TASK DETAILS
Resume the mailing-list thread below on building a Spark DataFrame from a large pandas DataFrame, starting right after its final line.

DOCUMENT
You are viewing a plain text version of this content. The canonical link for it is here.

Posted to user@spark.apache.org by Charlie Hack <ch...@gmail.com> on 2015/08/20 22:08:16 UTC

Creating Spark DataFrame from large pandas DataFrame

Hi,

I'm new to spark and am trying to create a Spark df from a pandas df with
~5 million rows. Using Spark 1.4.1.

When I type:

df = sqlContext.createDataFrame(pandas_df.where(pd.notnull(didf), None))

(the df.where is a hack I found on the Spark JIRA to avoid a problem with
NaN values making mixed column types)

I get:

TypeError: cannot create an RDD from type: <type 'list'>

Converting a smaller pandas dataframe (~2000 rows) works fine. Anyone had
this issue?


This is already a workaround-- ideally I'd like to read the spark dataframe
from a Hive table. But this is currently not an option for my setup.

I also tried reading the data into spark from a CSV using spark-csv.
Haven't been able to make this work as yet. I launch

$ pyspark --jars path/to/spark-csv_2.11-1.2.0.jar

and when I attempt to read the csv I get:

Py4JJavaError: An error occurred while calling o22.load. :
java.lang.NoClassDefFoundError: org/apache/commons/csv/CSVFormat ...

Other options I can think of:

- Convert my CSV to json (use Pig?) and read into Spark
- Read in using jdbc connect from postgres

But want to make sure I'm not misusing Spark or missing something obvious.

Thanks!

Charlie

Re: Creating Spark DataFrame from large pandas DataFrame

Posted by ayan guha <gu...@gmail.com>.

The easiest option I found to put jars in SPARK CLASSPATH
On 21 Aug 2015 06:20, "Burak Yavuz" <br...@gmail.com> wrote:

> If you would like to try using spark-csv, please use
> `pyspark --packages com.databricks:spark-csv_2.11:1.2.0`
>
> You're missing a dependency.
>
> Best,
> Burak
>
> On Thu, Aug 20, 2015 at 1:08 PM, Charlie Hack <ch...@gmail.com>
> wrote:
>
>> Hi,
>>
>> I'm new to spark and am trying to create a Spark df from a pandas df with
>> ~5 million rows. Using Spark 1.4.1.
>>
>> When I type:
>>
>> df = sqlContext.createDataFrame(pandas_df.where(pd.notnull(didf), None))

INFORMATION SHOWN
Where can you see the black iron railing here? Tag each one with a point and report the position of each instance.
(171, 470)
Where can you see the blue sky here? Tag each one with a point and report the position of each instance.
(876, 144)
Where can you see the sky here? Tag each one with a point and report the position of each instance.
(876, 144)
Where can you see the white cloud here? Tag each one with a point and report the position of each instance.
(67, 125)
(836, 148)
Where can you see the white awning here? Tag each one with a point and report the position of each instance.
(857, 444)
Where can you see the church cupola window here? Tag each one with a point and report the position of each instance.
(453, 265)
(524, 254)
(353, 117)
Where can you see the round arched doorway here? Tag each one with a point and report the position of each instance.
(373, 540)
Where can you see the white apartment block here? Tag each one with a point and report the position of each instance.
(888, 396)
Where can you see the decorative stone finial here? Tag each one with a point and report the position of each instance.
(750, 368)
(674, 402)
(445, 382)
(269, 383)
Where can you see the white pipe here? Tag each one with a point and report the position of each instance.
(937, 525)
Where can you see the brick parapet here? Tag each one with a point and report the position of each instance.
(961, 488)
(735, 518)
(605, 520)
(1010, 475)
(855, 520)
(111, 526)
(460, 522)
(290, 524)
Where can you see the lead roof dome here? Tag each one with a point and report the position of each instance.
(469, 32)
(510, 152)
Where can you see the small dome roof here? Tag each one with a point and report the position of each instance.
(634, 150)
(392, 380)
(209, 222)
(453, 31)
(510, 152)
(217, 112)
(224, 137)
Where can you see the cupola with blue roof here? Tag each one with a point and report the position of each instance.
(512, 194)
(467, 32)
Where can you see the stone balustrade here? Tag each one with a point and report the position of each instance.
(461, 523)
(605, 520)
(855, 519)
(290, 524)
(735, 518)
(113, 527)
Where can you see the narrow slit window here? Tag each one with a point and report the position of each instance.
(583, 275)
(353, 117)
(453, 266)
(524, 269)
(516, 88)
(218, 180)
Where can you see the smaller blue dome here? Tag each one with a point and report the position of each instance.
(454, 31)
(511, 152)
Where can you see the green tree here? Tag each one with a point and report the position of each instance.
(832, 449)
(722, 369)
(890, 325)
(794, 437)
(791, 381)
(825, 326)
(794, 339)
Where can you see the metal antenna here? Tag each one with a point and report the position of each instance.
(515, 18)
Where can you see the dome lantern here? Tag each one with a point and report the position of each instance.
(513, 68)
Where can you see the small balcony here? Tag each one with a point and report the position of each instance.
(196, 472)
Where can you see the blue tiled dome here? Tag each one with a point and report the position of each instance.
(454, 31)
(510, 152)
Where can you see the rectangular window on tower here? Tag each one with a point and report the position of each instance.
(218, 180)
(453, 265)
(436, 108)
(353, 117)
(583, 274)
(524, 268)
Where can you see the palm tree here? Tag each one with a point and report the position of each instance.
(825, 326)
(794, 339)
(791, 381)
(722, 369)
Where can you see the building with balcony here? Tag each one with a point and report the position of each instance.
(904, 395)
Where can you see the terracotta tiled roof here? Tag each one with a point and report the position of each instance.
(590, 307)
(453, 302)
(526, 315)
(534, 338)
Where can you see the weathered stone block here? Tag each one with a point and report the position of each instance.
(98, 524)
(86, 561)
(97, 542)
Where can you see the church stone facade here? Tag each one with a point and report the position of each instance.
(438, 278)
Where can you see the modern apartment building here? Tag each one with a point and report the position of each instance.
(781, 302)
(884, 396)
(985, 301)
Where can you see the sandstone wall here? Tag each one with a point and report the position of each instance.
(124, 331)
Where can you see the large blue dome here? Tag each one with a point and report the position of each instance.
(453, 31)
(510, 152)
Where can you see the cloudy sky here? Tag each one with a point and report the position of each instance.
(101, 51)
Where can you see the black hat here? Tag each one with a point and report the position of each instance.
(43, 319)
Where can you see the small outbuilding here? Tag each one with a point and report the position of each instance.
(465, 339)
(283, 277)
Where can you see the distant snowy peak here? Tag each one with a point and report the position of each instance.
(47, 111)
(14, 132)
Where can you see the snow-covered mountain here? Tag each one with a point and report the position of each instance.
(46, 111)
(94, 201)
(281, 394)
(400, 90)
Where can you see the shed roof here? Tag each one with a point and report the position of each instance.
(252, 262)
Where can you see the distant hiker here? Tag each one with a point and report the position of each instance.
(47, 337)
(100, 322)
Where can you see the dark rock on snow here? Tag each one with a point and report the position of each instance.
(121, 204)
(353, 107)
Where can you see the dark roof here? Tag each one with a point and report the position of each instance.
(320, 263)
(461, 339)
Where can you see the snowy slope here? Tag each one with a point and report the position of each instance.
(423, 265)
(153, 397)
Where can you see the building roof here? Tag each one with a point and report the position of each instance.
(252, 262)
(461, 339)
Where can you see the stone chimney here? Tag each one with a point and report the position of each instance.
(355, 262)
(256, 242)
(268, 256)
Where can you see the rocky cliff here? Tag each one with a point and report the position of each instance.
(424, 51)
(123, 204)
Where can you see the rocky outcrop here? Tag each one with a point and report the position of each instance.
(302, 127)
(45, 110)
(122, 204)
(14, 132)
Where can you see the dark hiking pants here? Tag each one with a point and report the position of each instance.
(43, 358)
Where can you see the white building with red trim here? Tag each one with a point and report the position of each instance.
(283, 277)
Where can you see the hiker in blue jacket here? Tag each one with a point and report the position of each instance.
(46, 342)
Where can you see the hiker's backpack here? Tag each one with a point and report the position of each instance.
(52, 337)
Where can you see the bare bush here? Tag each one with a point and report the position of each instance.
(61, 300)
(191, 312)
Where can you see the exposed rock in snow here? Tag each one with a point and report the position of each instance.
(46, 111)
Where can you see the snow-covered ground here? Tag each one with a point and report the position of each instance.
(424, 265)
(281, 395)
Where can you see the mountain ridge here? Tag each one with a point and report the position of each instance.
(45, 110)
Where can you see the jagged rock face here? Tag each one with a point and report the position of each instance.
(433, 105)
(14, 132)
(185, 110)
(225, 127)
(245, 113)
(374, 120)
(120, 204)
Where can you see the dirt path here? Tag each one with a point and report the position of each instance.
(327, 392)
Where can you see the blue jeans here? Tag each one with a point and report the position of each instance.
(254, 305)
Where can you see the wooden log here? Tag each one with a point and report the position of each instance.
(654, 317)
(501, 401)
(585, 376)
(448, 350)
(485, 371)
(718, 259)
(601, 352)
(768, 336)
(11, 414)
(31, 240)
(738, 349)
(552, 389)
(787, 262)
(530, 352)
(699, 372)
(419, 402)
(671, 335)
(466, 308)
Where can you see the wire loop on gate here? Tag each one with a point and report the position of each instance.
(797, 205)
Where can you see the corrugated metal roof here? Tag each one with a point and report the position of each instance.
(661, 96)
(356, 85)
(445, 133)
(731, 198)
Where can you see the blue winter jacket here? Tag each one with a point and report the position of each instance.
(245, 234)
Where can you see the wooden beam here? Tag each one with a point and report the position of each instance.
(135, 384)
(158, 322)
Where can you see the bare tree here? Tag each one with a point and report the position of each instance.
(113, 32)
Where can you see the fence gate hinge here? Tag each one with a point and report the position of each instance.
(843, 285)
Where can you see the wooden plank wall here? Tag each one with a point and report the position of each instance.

FINAL ANSWER
>>
>> (the df.where is a hack I found on the Spark JIRA to avoid a problem with
>> NaN values making mixed column types)
>>
>> I get:
>>
>> TypeError: cannot create an RDD from type: <type 'list'>
>>
>> Converting a smaller pandas dataframe (~2000 rows) works fine. Anyone had
>> this issue?
>>
>>
>> This is already a workaround-- ideally I'd like to read the spark
>> dataframe from a Hive table. But this is currently not an option for my
>> setup.
>>
>> I also tried reading the data into spark from a CSV using spark-csv.
>> Haven't been able to make this work as yet. I launch
>>
>> $ pyspark --jars path/to/spark-csv_2.11-1.2.0.jar
>>
>> and when I attempt to read the csv I get:
>>
>> Py4JJavaError: An error occurred while calling o22.load. :
>> java.lang.NoClassDefFoundError: org/apache/commons/csv/CSVFormat ...
>>
>> Other options I can think of:
>>
>> - Convert my CSV to json (use Pig?) and read into Spark
>> - Read in using jdbc connect from postgres
>>
>> But want to make sure I'm not misusing Spark or missing something obvious.
>>
>> Thanks!
>>
>> Charlie
>>
>
>

Re: Creating Spark DataFrame from large pandas DataFrame

Posted by Burak Yavuz <br...@gmail.com>.

If you would like to try using spark-csv, please use
`pyspark --packages com.databricks:spark-csv_2.11:1.2.0`

You're missing a dependency.

Best,
Burak

On Thu, Aug 20, 2015 at 1:08 PM, Charlie Hack <ch...@gmail.com>
wrote:

> Hi,
>
> I'm new to spark and am trying to create a Spark df from a pandas df with
> ~5 million rows. Using Spark 1.4.1.
>
> When I type:
>
> df = sqlContext.createDataFrame(pandas_df.where(pd.notnull(didf), None))
>
> (the df.where is a hack I found on the Spark JIRA to avoid a problem with
> NaN values making mixed column types)
>
> I get:
>
> TypeError: cannot create an RDD from type: <type 'list'>
>
> Converting a smaller pandas dataframe (~2000 rows) works fine. Anyone had
> this issue?
>
>
> This is already a workaround-- ideally I'd like to read the spark
> dataframe from a Hive table. But this is currently not an option for my
> setup.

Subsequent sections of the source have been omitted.